[Source material Boundary: Start]

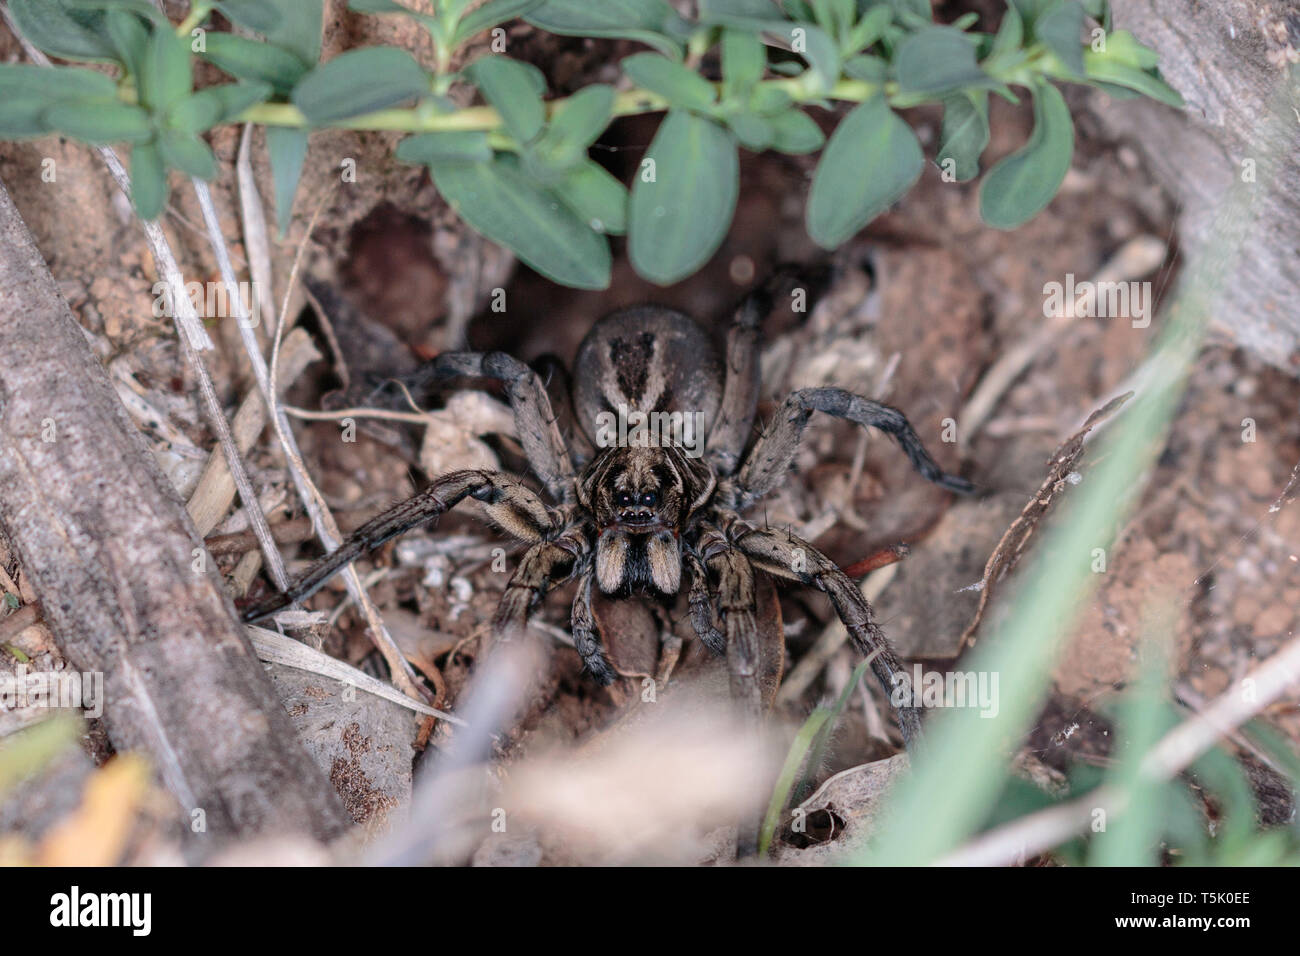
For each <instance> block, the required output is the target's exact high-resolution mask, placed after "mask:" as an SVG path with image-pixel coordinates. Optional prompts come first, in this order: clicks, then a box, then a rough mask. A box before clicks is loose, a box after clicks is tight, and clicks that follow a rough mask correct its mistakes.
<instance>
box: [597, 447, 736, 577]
mask: <svg viewBox="0 0 1300 956" xmlns="http://www.w3.org/2000/svg"><path fill="white" fill-rule="evenodd" d="M715 485H716V481H715V479H714V475H712V472H711V471H710V470H708V466H706V464H703V463H702V462H699V460H698V459H692V458H689V457H686V455H685V454H684V453H682V450H681V449H680V447H673V446H668V447H655V446H646V447H614V449H608V450H606V451H602V453H601V454H599V455H598V457H597V458H595V459H594V460H593V462H591V463H590V466H588V468H586V471H585V472H584V475H582V479H581V480H580V481H578V503H580V505H581V506H582V507H585V509H586V510H588V511H590V514H591V519H593V525H594V531H595V581H597V584H598V585H599V588H601V591H603V592H604V593H606V594H630V593H633V592H637V591H649V589H654V591H655V592H658V593H659V594H663V596H671V594H676V593H677V592H679V591H680V589H681V536H682V532H684V531H685V529H686V527H688V523H689V520H690V519H692V516H693V515H695V512H698V511H699V509H701V507H702V506H703V503H705V502H706V501H708V498H710V496H711V494H712V492H714V488H715Z"/></svg>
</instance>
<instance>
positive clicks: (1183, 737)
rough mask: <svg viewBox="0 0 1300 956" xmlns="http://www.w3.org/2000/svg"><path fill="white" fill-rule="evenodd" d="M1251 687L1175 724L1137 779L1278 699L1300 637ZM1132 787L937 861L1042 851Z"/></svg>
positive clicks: (1161, 781) (1110, 813)
mask: <svg viewBox="0 0 1300 956" xmlns="http://www.w3.org/2000/svg"><path fill="white" fill-rule="evenodd" d="M1244 680H1251V682H1253V685H1252V693H1245V692H1244V688H1243V687H1240V685H1238V687H1236V688H1234V689H1230V691H1225V692H1223V693H1222V695H1219V696H1218V697H1217V698H1216V700H1214V702H1213V704H1210V706H1209V708H1206V709H1205V710H1204V711H1203V713H1200V714H1197V715H1195V717H1191V718H1188V719H1187V721H1184V722H1183V723H1180V724H1178V726H1177V727H1174V730H1171V731H1169V734H1166V735H1165V736H1164V737H1161V740H1160V743H1158V744H1156V747H1153V748H1152V749H1151V750H1149V752H1148V753H1147V756H1145V757H1144V758H1143V761H1141V766H1140V770H1139V774H1140V778H1143V779H1141V780H1140V783H1152V782H1156V783H1158V782H1164V780H1169V779H1171V778H1173V777H1174V775H1175V774H1178V773H1179V771H1180V770H1183V769H1184V767H1187V766H1188V765H1190V763H1191V762H1192V761H1195V760H1196V758H1197V757H1200V756H1201V754H1203V753H1205V752H1206V750H1208V749H1210V747H1213V745H1214V743H1216V741H1217V740H1218V739H1219V737H1222V736H1226V735H1229V734H1231V732H1232V731H1235V730H1236V728H1238V727H1240V726H1242V724H1243V723H1245V722H1247V721H1249V719H1251V718H1252V717H1255V715H1256V714H1257V713H1260V711H1261V710H1264V708H1266V706H1268V705H1269V704H1271V702H1273V701H1274V700H1277V698H1278V697H1279V696H1281V695H1282V692H1283V691H1284V689H1287V687H1288V685H1291V684H1294V683H1296V682H1297V680H1300V637H1297V639H1295V640H1292V641H1290V643H1288V644H1287V645H1286V646H1283V648H1282V650H1279V652H1278V653H1275V654H1273V657H1270V658H1269V659H1268V661H1265V662H1264V663H1262V665H1260V666H1258V667H1256V669H1255V671H1252V672H1251V674H1248V675H1247V676H1245V678H1243V682H1244ZM1130 799H1131V791H1130V790H1126V788H1122V787H1117V786H1114V784H1106V786H1102V787H1099V788H1097V790H1095V791H1092V792H1091V793H1088V795H1087V796H1083V797H1079V799H1078V800H1073V801H1070V803H1069V804H1063V805H1061V806H1053V808H1052V809H1050V810H1043V812H1041V813H1035V814H1031V816H1028V817H1024V818H1022V819H1019V821H1017V822H1014V823H1008V825H1006V826H1002V827H998V829H997V830H993V831H991V832H988V834H984V835H983V836H980V838H979V839H976V840H971V842H970V843H967V844H966V845H965V847H962V848H961V849H957V851H954V852H952V853H949V855H948V856H945V857H943V858H941V860H939V861H937V865H940V866H1004V865H1008V864H1010V862H1014V861H1017V860H1022V858H1026V857H1030V856H1035V855H1037V853H1044V852H1047V851H1049V849H1052V848H1053V847H1056V845H1057V844H1060V843H1061V842H1062V840H1067V839H1070V838H1071V836H1074V835H1075V834H1076V832H1079V831H1082V830H1084V829H1087V826H1088V825H1089V823H1091V821H1092V818H1093V813H1095V812H1096V810H1099V809H1101V810H1105V812H1106V814H1114V813H1122V812H1123V810H1125V808H1126V806H1127V805H1128V801H1130Z"/></svg>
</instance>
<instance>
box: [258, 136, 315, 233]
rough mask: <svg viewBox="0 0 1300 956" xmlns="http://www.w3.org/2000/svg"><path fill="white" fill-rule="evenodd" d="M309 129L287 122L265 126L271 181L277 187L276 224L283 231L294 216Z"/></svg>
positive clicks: (305, 152) (266, 147)
mask: <svg viewBox="0 0 1300 956" xmlns="http://www.w3.org/2000/svg"><path fill="white" fill-rule="evenodd" d="M307 137H308V133H307V130H300V129H291V127H286V126H268V127H266V155H268V156H269V157H270V181H272V185H273V186H274V191H276V224H277V225H278V226H279V234H281V235H283V234H285V233H286V232H287V230H289V224H290V221H291V220H292V212H294V194H295V193H298V179H299V177H300V176H302V174H303V161H304V160H305V159H307Z"/></svg>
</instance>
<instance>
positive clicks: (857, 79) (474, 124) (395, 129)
mask: <svg viewBox="0 0 1300 956" xmlns="http://www.w3.org/2000/svg"><path fill="white" fill-rule="evenodd" d="M763 86H768V87H774V88H779V90H784V91H785V92H787V94H789V95H790V99H792V100H794V101H796V103H809V101H816V100H823V99H832V100H850V101H857V103H861V101H862V100H866V99H870V98H871V96H874V95H875V94H876V92H880V91H881V88H883V90H884V92H885V95H889V96H896V95H897V85H896V83H885V85H884V86H881V85H879V83H866V82H862V81H859V79H841V81H840V82H839V83H836V85H835V86H833V87H832V88H831V91H829V92H820V91H819V92H813V91H810V90H807V88H806V87H805V83H803V81H802V78H800V77H794V78H792V79H771V81H766V82H764V83H763ZM909 104H910V100H909ZM565 105H568V99H567V98H565V99H558V100H550V101H549V103H547V104H546V112H547V116H554V114H556V113H559V112H562V111H563V109H564V108H565ZM669 105H671V104H669V103H668V100H667V99H666V98H664V96H660V95H659V94H656V92H651V91H650V90H640V88H637V90H627V91H624V92H620V94H617V95H615V98H614V116H637V114H640V113H658V112H662V111H664V109H668V108H669ZM234 122H240V124H243V122H252V124H259V125H261V126H308V125H309V124H308V122H307V117H305V116H303V113H302V111H299V109H298V107H295V105H294V104H292V103H260V104H257V105H255V107H250V108H248V109H246V111H244V112H242V113H240V114H239V116H238V117H235V120H234ZM325 126H331V127H335V129H350V130H396V131H400V133H446V131H467V130H482V131H491V130H497V129H500V126H502V118H500V113H498V112H497V111H495V109H494V108H491V107H467V108H464V109H458V111H455V112H452V113H432V112H429V111H428V109H426V108H420V107H413V108H404V109H377V111H374V112H373V113H365V114H363V116H354V117H351V118H348V120H343V121H341V122H334V124H325Z"/></svg>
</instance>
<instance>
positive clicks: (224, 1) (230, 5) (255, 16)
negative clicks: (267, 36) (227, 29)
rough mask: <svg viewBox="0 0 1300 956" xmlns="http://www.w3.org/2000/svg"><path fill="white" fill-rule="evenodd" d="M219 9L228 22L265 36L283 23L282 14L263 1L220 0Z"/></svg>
mask: <svg viewBox="0 0 1300 956" xmlns="http://www.w3.org/2000/svg"><path fill="white" fill-rule="evenodd" d="M217 9H218V10H221V13H222V14H225V17H226V20H229V21H230V22H231V23H238V25H239V26H246V27H248V29H250V30H256V31H257V33H260V34H265V33H266V31H268V30H274V29H276V27H277V26H279V25H281V23H282V22H283V16H282V14H281V12H279V10H278V9H277V8H276V7H273V5H270V4H264V3H263V1H261V0H218V3H217Z"/></svg>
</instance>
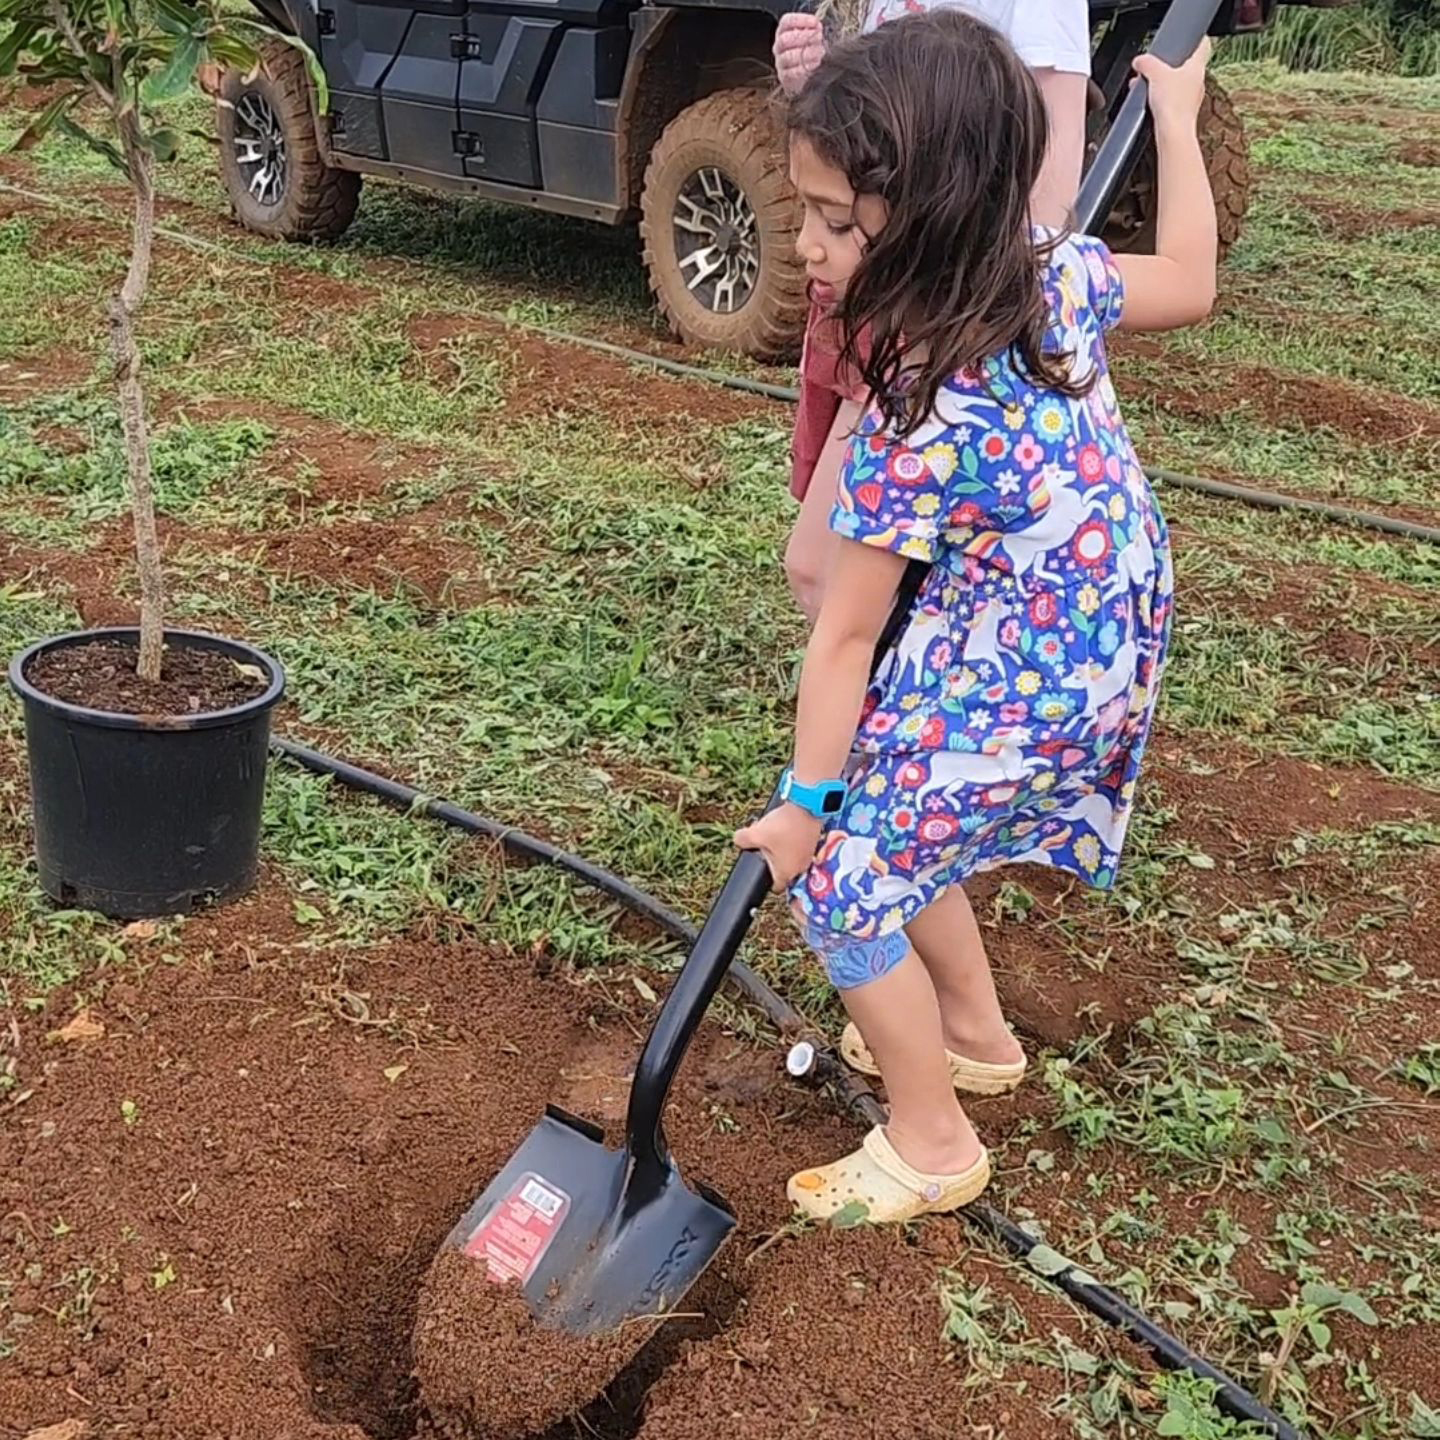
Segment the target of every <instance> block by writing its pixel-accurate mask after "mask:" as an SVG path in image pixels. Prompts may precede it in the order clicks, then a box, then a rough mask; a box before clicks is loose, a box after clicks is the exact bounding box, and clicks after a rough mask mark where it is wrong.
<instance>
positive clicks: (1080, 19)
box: [865, 0, 1090, 75]
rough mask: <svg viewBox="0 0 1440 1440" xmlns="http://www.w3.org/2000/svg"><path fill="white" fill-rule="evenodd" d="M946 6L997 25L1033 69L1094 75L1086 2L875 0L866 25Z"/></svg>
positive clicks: (1086, 1) (1032, 69) (1002, 34)
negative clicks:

[Source material Boundary: End]

Recast the lines from the start of the data through the line holding "box: [597, 447, 736, 577]", inclusive, as a numbered list with no blank lines. Leave the pictures out.

1. For each <instance> block, the required output is the target's exact high-resolution mask, placed after "mask:" as an SVG path with image-pixel coordinates. Optional prompts come first, in this order: clicks, then a box, then a rough mask. A box before clicks is loose, a box after clicks is tight, and clicks that follow a rough mask correct its mistakes.
2. <instance>
3. box: [597, 447, 736, 577]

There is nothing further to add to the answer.